__What you will do__.
Convert the records into a two-column CSV with the headers request and answer. Begin at the line that has "[mark] the front seat" and stop after the last line of the records. Give one row for each labeling line and its answer, and put each field in quotation marks with line breaks turned into spaces.

__Raw records__.
....
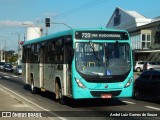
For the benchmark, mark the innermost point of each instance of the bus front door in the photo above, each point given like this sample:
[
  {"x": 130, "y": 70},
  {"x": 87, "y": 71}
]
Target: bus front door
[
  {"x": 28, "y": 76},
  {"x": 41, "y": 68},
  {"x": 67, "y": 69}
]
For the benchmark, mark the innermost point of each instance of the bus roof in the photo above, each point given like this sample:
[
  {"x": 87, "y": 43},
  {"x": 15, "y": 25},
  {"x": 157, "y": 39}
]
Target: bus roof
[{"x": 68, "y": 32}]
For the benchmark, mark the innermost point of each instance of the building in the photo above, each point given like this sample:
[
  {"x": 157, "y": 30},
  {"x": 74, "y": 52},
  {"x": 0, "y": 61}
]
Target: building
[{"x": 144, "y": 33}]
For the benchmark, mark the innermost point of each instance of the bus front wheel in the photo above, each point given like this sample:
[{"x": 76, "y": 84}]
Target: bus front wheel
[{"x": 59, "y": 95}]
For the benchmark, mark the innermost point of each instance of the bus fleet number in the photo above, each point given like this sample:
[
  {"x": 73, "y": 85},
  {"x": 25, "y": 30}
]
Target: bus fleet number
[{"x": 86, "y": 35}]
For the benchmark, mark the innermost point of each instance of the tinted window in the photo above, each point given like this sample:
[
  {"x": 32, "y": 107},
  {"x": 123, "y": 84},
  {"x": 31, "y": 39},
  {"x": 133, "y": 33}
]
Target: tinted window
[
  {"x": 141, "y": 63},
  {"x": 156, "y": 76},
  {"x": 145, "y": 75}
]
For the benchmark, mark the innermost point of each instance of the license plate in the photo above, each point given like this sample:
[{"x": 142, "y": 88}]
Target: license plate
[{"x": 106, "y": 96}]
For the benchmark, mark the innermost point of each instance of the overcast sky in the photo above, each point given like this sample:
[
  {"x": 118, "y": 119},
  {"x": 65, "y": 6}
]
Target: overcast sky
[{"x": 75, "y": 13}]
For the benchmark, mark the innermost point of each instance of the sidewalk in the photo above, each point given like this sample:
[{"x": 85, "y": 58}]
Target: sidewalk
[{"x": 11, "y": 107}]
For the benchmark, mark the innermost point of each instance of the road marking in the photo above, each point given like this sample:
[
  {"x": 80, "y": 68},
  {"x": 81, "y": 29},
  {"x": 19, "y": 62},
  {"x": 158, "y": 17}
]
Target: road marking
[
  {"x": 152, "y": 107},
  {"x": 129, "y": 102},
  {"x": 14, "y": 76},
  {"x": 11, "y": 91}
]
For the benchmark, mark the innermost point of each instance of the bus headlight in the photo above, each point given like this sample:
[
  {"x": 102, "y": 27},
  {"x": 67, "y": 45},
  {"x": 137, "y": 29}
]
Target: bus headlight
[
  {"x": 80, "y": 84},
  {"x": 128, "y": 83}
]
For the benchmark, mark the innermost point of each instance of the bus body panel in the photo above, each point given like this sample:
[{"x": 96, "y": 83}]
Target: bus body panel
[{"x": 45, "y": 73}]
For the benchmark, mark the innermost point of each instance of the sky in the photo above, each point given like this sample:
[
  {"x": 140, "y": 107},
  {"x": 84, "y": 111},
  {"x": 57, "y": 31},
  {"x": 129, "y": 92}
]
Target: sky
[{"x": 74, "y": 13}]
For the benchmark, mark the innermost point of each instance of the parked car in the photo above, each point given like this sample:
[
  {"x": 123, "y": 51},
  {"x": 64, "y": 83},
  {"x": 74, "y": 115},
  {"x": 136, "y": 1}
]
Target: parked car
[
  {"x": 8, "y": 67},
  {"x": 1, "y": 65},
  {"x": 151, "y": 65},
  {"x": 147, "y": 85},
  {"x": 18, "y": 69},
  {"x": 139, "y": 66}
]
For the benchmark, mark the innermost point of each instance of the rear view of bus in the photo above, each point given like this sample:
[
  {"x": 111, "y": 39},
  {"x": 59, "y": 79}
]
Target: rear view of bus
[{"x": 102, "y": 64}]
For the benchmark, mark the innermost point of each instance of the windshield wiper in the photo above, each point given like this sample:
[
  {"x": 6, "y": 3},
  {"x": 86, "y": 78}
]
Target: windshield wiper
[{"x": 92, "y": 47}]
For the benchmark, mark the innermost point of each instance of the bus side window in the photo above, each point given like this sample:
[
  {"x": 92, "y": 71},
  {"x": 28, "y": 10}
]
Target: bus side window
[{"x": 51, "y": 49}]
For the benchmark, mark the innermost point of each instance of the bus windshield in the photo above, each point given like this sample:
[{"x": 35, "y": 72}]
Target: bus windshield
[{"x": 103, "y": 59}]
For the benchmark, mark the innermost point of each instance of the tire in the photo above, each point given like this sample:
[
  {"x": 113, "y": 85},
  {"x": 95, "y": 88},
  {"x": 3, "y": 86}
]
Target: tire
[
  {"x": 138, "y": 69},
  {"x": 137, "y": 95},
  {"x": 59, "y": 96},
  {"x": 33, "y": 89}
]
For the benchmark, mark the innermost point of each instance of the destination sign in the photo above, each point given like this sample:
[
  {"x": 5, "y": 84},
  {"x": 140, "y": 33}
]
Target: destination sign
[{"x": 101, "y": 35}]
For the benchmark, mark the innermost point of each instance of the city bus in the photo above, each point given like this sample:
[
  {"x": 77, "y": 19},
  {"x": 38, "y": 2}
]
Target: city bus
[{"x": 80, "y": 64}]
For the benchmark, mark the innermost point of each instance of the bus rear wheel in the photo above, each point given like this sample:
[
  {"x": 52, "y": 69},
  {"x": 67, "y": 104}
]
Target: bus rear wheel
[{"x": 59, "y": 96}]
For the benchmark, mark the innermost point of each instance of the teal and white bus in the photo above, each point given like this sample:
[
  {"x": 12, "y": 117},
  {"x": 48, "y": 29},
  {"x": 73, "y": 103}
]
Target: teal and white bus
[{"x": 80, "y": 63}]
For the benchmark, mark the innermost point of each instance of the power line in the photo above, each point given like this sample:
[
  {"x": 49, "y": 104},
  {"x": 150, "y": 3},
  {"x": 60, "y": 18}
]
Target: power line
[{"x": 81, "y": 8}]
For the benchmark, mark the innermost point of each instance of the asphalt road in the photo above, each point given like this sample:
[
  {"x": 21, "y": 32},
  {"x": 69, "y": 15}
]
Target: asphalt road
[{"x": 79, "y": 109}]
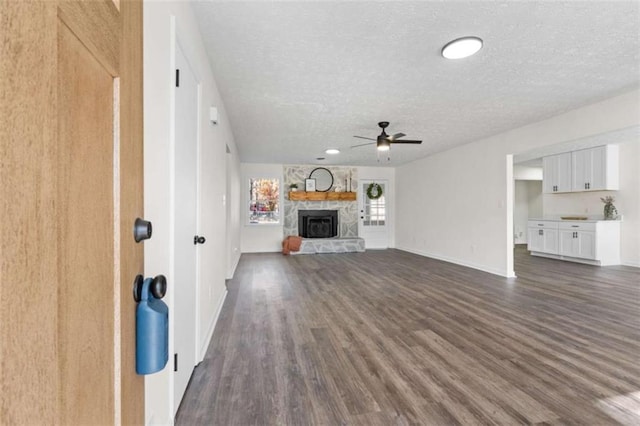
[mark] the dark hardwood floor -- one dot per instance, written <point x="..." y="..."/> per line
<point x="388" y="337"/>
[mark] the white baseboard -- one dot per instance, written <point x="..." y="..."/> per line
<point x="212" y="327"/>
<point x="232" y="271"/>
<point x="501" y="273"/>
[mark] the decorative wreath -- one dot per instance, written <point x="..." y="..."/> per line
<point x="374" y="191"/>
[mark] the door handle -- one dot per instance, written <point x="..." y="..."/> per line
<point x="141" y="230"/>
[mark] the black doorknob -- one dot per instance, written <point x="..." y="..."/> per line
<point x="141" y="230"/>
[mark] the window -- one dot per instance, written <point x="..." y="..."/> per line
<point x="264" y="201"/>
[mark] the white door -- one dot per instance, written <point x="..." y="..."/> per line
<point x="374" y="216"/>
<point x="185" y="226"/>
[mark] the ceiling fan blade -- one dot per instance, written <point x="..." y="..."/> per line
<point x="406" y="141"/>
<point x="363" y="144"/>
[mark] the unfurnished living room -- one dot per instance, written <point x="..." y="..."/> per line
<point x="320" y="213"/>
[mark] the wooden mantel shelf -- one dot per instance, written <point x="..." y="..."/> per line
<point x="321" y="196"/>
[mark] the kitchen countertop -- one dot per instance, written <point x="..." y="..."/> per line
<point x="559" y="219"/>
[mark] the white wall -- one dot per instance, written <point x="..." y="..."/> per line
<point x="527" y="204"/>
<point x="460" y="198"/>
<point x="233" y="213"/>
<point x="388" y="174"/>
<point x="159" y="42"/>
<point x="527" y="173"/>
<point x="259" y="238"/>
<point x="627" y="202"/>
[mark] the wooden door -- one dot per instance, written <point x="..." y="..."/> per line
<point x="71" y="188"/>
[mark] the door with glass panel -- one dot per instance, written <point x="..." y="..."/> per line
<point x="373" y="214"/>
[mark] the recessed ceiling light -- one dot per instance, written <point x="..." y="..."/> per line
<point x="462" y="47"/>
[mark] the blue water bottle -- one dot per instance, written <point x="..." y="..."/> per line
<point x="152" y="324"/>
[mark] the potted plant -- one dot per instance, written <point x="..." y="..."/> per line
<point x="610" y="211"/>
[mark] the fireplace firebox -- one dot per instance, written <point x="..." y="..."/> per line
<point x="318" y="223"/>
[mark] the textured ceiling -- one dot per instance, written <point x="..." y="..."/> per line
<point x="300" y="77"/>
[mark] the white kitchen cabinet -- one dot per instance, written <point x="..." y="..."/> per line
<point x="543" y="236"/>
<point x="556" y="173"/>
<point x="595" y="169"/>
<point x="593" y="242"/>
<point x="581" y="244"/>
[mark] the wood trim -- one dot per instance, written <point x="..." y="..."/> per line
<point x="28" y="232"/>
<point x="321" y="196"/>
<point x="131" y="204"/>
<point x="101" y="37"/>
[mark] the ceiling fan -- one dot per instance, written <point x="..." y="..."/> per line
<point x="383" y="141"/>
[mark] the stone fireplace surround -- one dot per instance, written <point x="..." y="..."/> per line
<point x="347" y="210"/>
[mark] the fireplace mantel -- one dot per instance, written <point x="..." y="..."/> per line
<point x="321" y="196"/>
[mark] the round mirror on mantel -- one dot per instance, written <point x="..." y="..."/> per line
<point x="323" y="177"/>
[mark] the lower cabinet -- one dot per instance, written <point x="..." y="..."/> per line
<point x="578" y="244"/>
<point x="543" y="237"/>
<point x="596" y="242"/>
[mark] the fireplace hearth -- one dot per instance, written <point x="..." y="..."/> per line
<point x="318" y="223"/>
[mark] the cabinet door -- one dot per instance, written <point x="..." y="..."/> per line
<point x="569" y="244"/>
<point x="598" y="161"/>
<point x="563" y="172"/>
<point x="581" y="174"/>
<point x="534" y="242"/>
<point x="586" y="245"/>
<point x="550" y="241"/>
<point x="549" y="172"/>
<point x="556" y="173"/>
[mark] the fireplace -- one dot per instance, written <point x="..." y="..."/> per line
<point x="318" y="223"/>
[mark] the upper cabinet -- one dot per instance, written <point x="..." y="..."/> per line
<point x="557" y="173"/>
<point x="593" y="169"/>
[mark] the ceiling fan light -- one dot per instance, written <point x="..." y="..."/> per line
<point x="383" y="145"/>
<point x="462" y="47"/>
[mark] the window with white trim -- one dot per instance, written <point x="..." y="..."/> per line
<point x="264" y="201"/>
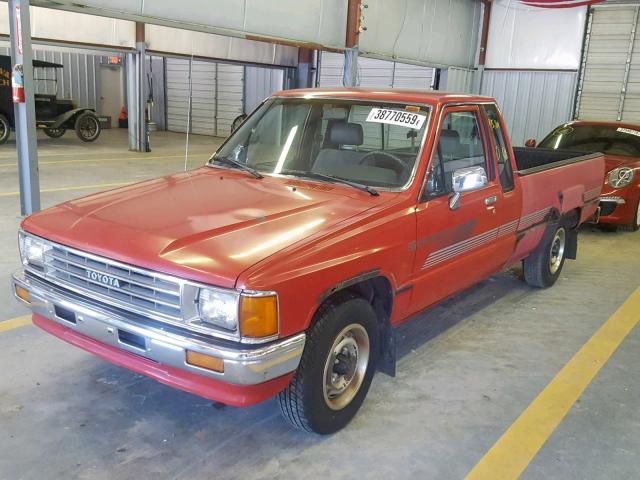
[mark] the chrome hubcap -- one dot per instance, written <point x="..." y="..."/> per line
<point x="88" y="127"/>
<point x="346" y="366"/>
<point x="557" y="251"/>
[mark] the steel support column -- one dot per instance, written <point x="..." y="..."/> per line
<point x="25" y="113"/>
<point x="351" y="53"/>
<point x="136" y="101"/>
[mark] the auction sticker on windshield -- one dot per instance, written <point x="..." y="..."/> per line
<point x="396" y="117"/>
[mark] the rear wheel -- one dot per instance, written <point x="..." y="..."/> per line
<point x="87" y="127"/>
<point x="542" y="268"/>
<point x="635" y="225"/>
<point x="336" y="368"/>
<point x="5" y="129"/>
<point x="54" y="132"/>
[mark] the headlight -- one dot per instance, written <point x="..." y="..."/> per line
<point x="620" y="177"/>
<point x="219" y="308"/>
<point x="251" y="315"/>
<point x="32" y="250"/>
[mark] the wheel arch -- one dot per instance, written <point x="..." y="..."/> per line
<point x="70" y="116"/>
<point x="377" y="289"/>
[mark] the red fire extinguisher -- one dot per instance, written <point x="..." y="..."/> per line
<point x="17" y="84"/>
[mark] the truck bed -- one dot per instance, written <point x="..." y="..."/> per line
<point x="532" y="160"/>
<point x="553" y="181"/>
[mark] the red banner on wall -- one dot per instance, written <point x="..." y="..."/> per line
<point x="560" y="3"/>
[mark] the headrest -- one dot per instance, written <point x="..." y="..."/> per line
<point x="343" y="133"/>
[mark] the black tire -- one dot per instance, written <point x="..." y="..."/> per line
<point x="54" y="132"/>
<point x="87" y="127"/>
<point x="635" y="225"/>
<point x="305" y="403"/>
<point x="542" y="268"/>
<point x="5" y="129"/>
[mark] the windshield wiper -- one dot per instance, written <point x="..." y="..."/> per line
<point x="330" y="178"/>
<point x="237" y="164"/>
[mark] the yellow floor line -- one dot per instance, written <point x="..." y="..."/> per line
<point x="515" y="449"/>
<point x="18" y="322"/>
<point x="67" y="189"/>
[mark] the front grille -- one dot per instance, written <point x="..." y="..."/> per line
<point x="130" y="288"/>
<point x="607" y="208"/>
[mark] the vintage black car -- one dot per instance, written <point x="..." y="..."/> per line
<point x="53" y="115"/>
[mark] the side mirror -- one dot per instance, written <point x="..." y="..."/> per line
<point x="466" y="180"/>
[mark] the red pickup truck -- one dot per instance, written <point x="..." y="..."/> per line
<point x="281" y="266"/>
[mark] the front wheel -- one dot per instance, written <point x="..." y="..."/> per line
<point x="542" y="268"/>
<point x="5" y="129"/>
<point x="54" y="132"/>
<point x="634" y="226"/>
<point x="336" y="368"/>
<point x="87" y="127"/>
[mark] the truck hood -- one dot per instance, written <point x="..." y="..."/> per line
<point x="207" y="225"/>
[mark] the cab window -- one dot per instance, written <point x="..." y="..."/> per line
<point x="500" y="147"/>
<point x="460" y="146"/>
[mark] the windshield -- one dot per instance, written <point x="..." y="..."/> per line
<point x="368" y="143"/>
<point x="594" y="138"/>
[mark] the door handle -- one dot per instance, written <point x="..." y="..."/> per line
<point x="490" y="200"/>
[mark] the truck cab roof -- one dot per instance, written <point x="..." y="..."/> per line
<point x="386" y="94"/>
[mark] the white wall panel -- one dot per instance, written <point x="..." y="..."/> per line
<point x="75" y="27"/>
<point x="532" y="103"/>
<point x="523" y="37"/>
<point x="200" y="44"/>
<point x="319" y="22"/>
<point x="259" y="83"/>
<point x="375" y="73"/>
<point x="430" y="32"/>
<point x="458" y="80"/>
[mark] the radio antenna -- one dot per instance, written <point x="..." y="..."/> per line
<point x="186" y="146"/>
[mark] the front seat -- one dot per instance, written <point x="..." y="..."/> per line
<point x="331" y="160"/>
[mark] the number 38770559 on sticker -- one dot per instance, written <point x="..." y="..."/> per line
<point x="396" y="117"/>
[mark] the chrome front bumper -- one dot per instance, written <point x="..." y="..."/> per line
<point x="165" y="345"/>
....
__Exercise answer__.
request,answer
"[mark] the front seat -- one dot per instance, written <point x=""..."" y=""...""/> per line","<point x=""331"" y=""160""/>"
"[mark] the number 38770559 on sticker -- one dot per instance, written <point x=""..."" y=""...""/> per line","<point x=""396"" y=""117""/>"
"[mark] the chrome front bumper -- one dot per instance, written <point x=""..."" y=""...""/> per line","<point x=""165"" y=""345""/>"